(Annotated coordinate records)

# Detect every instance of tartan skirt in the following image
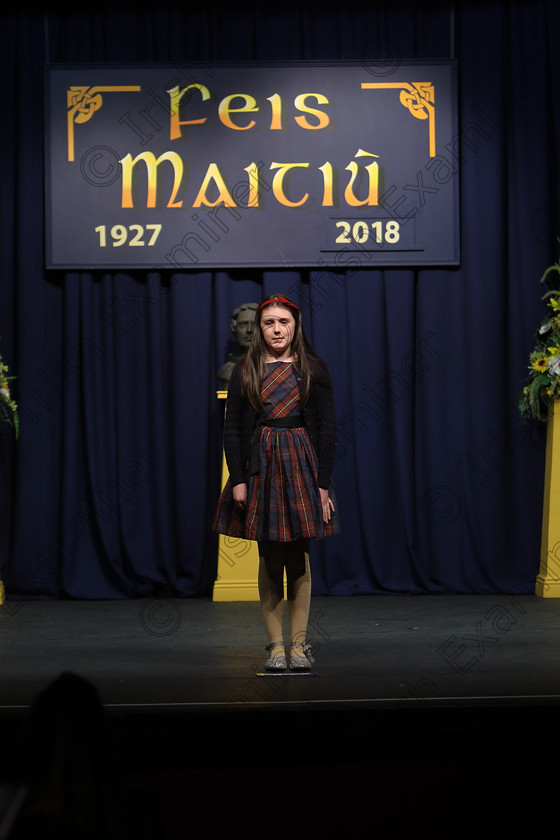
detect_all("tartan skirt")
[213,426,340,542]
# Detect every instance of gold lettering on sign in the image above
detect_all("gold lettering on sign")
[362,82,436,157]
[66,85,142,162]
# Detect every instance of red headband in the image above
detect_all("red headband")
[259,296,299,312]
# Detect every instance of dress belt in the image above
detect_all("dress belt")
[250,414,305,475]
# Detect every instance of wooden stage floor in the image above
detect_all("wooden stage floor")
[0,595,560,840]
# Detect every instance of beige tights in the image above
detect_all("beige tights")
[259,539,311,657]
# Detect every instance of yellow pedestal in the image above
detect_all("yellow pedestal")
[212,391,259,601]
[535,399,560,598]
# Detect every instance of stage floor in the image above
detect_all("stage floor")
[0,595,560,839]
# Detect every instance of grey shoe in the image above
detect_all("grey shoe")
[290,642,314,671]
[264,642,286,671]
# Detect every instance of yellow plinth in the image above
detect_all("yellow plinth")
[212,391,259,601]
[535,400,560,598]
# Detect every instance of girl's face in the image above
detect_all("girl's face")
[261,304,296,359]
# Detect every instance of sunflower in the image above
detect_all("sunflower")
[531,356,548,373]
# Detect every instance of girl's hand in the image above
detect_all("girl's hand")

* _Given request_
Rewrite every line of the records above, requests included, and offset each bounding-box coordinate in the answers by adding 84 to it. Omit the pictures from your output.

* _Solved exercise_
# Detect every instance of tartan skirt in the following image
detect_all("tartan skirt")
[297,510,424,626]
# Detect every instance of gold lettering on sign in the image above
detect_all("gold lettering on sign")
[446,166,520,241]
[150,169,226,246]
# Detect every instance of red headband in the image above
detect_all("red headband")
[343,380,383,396]
# Detect every instance of dress belt in the image above
detect_all("dress belt")
[334,498,389,559]
# Detect every instance of wooden stage floor in the image above
detect_all("wooden stage floor")
[84,679,644,924]
# Detect every instance of beige tights in the image above
detect_all("beige tights")
[343,623,395,741]
# Detect every instance of yellow pedestal in the image above
detect_all("yellow pedestal")
[296,475,343,685]
[619,483,644,682]
# Detect every instance of stage floor in the image above
detect_all("stage floor")
[84,679,644,923]
# Detect every instance of grey shoe in the image above
detect_all("grey shoe")
[374,726,398,755]
[348,726,370,755]
# Detect every instance of yellow plinth in the image above
detect_all("yellow plinth")
[296,475,343,685]
[619,484,644,682]
# Detect every instance of girl's face in the image above
detect_all("girl's face")
[345,388,380,443]
# Detect every instance of sunflower in the image above
detect_all("sunflower")
[615,440,632,457]
# Detect every instance of girl's hand in the image above
detect_all("girl's hand")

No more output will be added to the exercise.